[Task goal]:
Beginning at the line that contains "If you could mark the small shed", transcribe the remaining lines of the listing exactly; include the final line and omit everything before.

Pointing dataset excerpts

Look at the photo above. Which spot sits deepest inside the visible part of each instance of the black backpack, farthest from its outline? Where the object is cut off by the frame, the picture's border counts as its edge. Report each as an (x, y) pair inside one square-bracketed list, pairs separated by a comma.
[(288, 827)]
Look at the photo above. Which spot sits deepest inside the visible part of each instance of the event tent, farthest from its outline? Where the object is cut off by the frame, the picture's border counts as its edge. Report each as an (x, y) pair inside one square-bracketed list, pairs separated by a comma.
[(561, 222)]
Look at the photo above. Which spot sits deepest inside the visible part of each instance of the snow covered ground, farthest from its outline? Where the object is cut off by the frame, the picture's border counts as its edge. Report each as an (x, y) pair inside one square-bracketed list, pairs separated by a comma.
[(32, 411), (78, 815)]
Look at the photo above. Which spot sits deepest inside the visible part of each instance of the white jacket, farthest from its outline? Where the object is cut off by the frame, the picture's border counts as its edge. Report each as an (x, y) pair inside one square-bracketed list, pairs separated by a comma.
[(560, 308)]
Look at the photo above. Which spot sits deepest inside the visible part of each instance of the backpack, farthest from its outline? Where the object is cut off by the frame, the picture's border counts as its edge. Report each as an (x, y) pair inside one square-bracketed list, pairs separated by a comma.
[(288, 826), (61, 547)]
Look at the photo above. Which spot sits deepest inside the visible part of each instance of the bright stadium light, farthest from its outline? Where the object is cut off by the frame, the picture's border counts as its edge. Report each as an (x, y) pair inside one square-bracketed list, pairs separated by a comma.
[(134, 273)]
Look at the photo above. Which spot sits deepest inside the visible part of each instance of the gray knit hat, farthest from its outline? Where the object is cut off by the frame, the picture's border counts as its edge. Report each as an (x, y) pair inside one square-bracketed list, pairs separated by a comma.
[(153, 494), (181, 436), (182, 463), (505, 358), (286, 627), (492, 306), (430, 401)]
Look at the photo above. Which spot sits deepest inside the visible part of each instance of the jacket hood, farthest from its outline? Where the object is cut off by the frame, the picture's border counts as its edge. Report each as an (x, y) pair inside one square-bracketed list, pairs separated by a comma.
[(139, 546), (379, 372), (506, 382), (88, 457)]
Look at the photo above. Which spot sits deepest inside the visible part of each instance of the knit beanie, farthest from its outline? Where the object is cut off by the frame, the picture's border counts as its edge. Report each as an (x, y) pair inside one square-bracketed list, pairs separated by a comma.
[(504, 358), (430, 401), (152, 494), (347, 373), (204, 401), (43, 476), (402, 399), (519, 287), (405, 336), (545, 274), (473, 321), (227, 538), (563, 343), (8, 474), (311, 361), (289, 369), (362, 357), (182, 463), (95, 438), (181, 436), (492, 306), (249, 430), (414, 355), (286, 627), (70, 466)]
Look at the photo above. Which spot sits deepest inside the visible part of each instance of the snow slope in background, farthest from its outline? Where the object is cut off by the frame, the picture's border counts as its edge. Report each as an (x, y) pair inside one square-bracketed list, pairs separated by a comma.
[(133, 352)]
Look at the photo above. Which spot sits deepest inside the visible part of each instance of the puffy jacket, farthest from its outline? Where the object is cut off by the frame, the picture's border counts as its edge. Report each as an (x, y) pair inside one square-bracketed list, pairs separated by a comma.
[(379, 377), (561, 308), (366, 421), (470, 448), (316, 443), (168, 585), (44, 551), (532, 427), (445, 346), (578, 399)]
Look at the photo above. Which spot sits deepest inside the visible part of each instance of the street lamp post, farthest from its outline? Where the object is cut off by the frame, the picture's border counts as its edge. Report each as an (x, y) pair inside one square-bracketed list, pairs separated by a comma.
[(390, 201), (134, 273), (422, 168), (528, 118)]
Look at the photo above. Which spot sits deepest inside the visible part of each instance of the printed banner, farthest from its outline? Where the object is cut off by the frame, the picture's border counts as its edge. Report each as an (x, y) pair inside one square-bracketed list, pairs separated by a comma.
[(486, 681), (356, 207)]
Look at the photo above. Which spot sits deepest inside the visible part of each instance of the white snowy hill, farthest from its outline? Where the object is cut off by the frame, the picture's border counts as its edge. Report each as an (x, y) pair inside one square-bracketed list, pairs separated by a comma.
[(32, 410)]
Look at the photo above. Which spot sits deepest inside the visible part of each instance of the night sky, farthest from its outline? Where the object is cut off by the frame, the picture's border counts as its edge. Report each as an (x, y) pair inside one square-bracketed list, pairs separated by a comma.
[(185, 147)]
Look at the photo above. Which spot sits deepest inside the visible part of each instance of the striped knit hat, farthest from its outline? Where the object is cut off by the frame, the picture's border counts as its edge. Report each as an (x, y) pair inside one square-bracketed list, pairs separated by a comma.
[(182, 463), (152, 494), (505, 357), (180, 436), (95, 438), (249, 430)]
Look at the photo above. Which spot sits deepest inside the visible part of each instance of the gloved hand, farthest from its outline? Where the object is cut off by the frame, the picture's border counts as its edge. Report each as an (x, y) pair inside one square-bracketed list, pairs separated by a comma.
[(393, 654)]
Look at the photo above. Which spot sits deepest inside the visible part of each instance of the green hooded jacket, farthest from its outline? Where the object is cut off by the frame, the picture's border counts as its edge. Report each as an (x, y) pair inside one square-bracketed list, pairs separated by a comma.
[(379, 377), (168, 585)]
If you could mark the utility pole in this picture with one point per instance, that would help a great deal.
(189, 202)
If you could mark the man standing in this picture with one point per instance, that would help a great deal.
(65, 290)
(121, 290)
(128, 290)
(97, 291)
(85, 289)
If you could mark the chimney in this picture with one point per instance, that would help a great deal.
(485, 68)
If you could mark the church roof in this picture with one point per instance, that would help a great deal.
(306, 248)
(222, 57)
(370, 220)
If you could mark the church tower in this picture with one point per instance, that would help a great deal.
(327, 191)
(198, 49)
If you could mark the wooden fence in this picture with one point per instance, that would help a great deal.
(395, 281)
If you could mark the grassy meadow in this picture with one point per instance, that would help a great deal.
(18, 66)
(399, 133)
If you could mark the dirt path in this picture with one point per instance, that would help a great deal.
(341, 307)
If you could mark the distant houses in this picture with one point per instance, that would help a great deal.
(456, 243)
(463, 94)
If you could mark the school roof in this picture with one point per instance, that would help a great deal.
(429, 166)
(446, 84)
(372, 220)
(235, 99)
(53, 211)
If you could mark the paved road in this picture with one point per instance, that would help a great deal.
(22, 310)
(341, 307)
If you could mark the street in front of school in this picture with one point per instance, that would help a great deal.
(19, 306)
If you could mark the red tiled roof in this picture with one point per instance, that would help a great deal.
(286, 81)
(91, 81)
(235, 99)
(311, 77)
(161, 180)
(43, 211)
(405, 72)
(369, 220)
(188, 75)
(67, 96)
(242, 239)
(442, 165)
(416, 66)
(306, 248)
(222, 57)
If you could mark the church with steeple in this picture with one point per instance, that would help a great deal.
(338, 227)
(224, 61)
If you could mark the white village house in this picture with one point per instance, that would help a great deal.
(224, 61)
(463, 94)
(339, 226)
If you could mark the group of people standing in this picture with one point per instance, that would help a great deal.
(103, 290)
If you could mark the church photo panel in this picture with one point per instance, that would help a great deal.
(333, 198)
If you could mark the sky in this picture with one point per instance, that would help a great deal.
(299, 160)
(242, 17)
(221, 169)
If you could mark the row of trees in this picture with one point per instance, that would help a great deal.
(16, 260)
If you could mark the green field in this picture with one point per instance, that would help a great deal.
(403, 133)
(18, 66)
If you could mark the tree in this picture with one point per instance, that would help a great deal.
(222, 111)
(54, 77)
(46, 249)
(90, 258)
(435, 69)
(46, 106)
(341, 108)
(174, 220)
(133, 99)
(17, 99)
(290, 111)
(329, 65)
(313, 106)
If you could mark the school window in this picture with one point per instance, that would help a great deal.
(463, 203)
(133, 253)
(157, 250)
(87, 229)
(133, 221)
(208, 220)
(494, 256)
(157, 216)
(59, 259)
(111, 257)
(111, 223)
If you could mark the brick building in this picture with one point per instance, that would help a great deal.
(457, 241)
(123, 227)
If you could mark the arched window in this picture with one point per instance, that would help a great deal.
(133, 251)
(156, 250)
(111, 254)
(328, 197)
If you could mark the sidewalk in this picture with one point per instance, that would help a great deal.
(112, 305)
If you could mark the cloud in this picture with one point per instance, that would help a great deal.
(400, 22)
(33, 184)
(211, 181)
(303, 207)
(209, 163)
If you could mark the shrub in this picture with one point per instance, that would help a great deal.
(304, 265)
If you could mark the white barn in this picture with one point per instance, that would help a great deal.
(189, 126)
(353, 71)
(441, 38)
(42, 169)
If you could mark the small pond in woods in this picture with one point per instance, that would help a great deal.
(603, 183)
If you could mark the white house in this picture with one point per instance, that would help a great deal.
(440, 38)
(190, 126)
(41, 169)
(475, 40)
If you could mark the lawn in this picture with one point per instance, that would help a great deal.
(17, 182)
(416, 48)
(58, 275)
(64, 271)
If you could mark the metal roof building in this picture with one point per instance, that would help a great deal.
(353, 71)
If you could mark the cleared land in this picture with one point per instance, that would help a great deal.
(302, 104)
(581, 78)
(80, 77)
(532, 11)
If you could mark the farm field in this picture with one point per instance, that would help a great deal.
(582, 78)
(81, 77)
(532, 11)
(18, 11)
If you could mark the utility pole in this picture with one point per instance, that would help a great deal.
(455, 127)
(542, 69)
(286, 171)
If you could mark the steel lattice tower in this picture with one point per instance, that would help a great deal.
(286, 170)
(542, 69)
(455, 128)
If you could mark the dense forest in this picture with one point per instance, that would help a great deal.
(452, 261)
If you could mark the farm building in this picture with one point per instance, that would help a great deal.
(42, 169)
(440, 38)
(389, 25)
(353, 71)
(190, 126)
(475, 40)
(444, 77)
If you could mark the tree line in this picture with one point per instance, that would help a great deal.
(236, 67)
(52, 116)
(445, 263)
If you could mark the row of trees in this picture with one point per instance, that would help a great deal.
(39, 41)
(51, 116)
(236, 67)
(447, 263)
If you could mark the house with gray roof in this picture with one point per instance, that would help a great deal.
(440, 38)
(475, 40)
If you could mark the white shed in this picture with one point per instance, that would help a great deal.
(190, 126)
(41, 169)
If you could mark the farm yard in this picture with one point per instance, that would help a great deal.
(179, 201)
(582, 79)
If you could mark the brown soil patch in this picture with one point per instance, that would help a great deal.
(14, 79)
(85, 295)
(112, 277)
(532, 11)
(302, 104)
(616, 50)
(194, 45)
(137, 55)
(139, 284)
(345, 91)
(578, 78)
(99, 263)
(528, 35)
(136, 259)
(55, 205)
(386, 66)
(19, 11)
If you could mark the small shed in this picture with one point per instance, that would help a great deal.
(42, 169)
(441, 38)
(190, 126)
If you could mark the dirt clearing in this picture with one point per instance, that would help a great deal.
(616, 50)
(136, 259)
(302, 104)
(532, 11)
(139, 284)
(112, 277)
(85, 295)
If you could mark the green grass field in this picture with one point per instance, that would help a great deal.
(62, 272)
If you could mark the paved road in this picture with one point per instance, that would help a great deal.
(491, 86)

[Answer to the problem]:
If you could mark the small shed in this picture with one point per instance, that would help a great deal.
(42, 169)
(441, 38)
(190, 126)
If you could mark the dirt clearing in this picture with one point per instance, that would help a great deal.
(616, 50)
(136, 259)
(302, 104)
(532, 11)
(139, 284)
(112, 277)
(85, 295)
If you could mark the green grass field in this picture with one point per instance, that would help a great deal.
(62, 272)
If you could mark the paved road in this picture with one point per instance, that would help a great deal.
(491, 86)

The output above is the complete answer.